▸ **WHAT THIS TASK INVOLVES**
Retype the material in full, keeping every word the same.

Stored items:

+--

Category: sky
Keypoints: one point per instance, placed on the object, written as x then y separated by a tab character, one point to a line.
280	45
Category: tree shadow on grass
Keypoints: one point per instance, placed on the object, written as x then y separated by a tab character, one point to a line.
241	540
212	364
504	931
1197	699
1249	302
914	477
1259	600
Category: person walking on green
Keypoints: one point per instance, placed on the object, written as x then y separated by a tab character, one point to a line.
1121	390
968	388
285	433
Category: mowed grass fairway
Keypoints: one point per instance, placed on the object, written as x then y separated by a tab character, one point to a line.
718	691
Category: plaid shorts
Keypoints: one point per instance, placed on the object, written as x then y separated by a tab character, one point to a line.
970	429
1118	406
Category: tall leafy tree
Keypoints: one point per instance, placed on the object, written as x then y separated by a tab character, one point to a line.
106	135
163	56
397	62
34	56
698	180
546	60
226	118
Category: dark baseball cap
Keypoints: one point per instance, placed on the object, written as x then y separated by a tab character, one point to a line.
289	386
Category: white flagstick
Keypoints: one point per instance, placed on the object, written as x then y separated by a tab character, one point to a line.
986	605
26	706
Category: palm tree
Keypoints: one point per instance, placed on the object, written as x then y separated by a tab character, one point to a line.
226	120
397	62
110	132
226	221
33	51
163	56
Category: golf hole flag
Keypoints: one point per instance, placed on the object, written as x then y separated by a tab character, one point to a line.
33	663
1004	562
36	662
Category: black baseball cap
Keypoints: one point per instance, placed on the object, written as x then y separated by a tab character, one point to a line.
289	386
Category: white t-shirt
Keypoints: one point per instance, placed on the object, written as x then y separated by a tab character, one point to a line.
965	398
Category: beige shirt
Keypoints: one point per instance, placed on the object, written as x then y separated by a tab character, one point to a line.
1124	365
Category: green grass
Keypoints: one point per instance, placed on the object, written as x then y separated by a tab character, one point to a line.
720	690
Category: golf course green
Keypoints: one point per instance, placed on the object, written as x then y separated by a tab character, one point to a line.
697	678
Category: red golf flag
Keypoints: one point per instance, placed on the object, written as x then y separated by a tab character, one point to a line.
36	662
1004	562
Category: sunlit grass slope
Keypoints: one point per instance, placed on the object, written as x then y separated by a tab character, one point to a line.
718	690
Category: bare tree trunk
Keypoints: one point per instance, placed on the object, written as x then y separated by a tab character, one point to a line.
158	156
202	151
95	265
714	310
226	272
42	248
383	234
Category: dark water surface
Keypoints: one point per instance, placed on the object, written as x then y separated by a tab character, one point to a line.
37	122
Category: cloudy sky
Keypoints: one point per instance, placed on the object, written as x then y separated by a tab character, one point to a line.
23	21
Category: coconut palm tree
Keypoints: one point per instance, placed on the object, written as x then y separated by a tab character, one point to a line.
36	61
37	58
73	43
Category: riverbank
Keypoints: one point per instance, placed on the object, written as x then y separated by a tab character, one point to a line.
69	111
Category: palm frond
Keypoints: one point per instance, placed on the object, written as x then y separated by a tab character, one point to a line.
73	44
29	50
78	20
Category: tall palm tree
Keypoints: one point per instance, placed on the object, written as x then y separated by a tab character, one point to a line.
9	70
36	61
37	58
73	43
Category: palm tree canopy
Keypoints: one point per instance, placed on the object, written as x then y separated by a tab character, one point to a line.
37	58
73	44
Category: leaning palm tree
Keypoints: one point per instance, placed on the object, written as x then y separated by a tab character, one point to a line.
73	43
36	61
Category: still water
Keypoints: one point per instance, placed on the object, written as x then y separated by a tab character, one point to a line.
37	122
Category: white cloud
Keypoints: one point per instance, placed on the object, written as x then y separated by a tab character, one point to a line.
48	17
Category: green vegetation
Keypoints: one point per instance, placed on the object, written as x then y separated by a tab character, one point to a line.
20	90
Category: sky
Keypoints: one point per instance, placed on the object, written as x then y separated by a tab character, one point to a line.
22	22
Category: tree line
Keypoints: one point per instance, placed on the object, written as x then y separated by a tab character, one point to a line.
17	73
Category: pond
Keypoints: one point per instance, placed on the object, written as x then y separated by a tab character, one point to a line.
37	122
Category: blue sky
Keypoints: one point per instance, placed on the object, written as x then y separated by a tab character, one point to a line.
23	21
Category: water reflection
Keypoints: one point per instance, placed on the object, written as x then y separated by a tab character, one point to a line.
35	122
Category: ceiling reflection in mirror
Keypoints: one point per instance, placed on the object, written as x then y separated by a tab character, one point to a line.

+--

▸ **THE ANSWER**
Category: sky
Keypoints: one point per instance, placed on the object, written as x then y separated by a tab character, one point to a line.
280	45
Category: tree shadow on grass
Keypoints: one point per instance, placed on the object, written as x then y separated by a tab character, one point to a line.
241	540
212	364
504	931
1197	699
1249	302
914	477
1259	600
Category: person walking on green
Keypoints: one point per instance, placed on the object, written as x then y separated by a tab character, one point to a line.
1121	390
968	388
285	433
Category: mowed grass fairway
Keypoints: one point per instance, placed on the object, written as x then y separated by a tab character, one point to a line.
718	691
Category: plaid shorts
Keypoints: one point per instance, placed on the object, written as x then y separated by a tab character, one point to a line.
970	429
1118	406
Category: tall leafy tree
Keypoints: one point per instance, placed on the object, written as x then y separated by a tab character, one point to a line.
106	135
163	56
397	62
34	56
698	180
546	60
226	118
Category: dark baseball cap
Keypoints: one point per instance, placed on the object, written as x then y separated by a tab character, one point to a line.
289	386
Category: white flagstick
Keypoints: one point per instance, placed on the object, written as x then y separated by a tab character, one point to a line.
986	605
26	706
Category: palm tree
Keypoints: one point per instance, placed on the object, written as x then y separated by a tab character, one point to a line.
226	120
397	62
110	132
226	221
33	51
163	56
Category: golf hole flag
Keypoints: one point per instance, placed on the object, written as x then y separated by a tab character, one point to a line.
33	663
1004	562
36	662
Category: black baseball cap
Keypoints: one point per instance, placed on the object, written as x then y separated by a tab character, one point to a line.
289	386
Category: white t-shirt
Keypoints: one point per instance, placed on the object, written as x then y separated by a tab character, one point to a line.
965	398
Category: beige shirt
Keypoints: one point per instance, placed on the object, written as x then y separated by a tab character, one point to a line.
1124	365
Category: green grass
Keypoints: one point per instance, placed on the object, written as x then y separated by a tab character, one point to a line.
720	690
Category: golf course green
Keypoints: one point per instance, placed on the object, written as x then y separated by a tab character, one point to a line.
697	678
Category: red golf flag
Keypoints: one point per instance, placed on the object, written as x then y separated by a tab character, one point to a line.
36	662
1004	562
Category: sunlit grass slope
Keypoints: one point per instance, placed on the object, written as x then y separated by a tab character, one point to a line.
718	690
Category: bare tree trunk
Keypoints: one point per instance, placed on the object, written as x then y separated by a tab character, one point to a line.
158	156
202	151
95	265
714	310
226	272
42	248
383	234
Category: dark water surface
Keypoints: one point per instance, placed on the object, written as x then y separated by a tab character, one point to a line.
37	122
Category: cloudy sky
Keypoints: one point per instance, placed on the object, written as x then y separated by a tab character, one point to a line.
23	21
Category: coconut palm tree
Keypoints: one point per instance, placed on the object, written as x then y separated by a tab character, one point to a line.
36	61
37	58
73	43
Category: riverbank
Keypoints: one point per instance, placed on the object, written as x then y separated by a tab character, one point to a line.
69	111
Category: palm frond
Keypoints: one point per instance, placed on the object, written as x then y separated by a tab character, one point to a line.
73	44
29	50
78	20
Category: tall palm tree
Keypoints: one point per instance, placed on the object, written as x then y separated by a tab character, one point to a line.
9	70
36	61
37	58
73	43
Category: palm tree canopy
Keypoints: one point per instance, placed on the object, written as x then y separated by a tab character, one point to a line.
37	58
73	44
Category: leaning palm tree
Keypoints: one point per instance, placed on the object, written as x then y separated by a tab character, one point to a line.
73	43
36	61
Category: still water
Keypoints: one point per instance, placed on the object, written as x then y separated by a tab character, one point to a line.
37	122
Category: white cloud
Keypoints: one point per instance, placed on the object, written as x then y separated by a tab character, one point to a line.
48	17
Category: green vegetation
Keypoints: one point per instance, placed on the object, written as x then y separated by a tab character, one point to a line.
20	90
Category: sky
Keypoints: one point per instance, placed on the object, written as x then y separated by a tab character, one point to a line.
22	22
Category: tree line
Keypoints: one point per instance, placed on the object, written as x then y separated by a tab character, one point to a line.
17	73
Category: pond
Keypoints: one point per instance, placed on the object, written as x then y separated by a tab character, one point to a line.
37	122
Category: blue sky
Keypoints: one point per instance, placed on the object, written as x then y separated by a tab character, one point to a line.
23	21
Category: water reflection
Keypoints: one point per instance, placed on the object, written as x then y separated by a tab character, one point to a line.
35	122
Category: ceiling reflection in mirror
Keypoints: one point per instance, placed on the object, written as x then y separated by a tab character, one point to a line.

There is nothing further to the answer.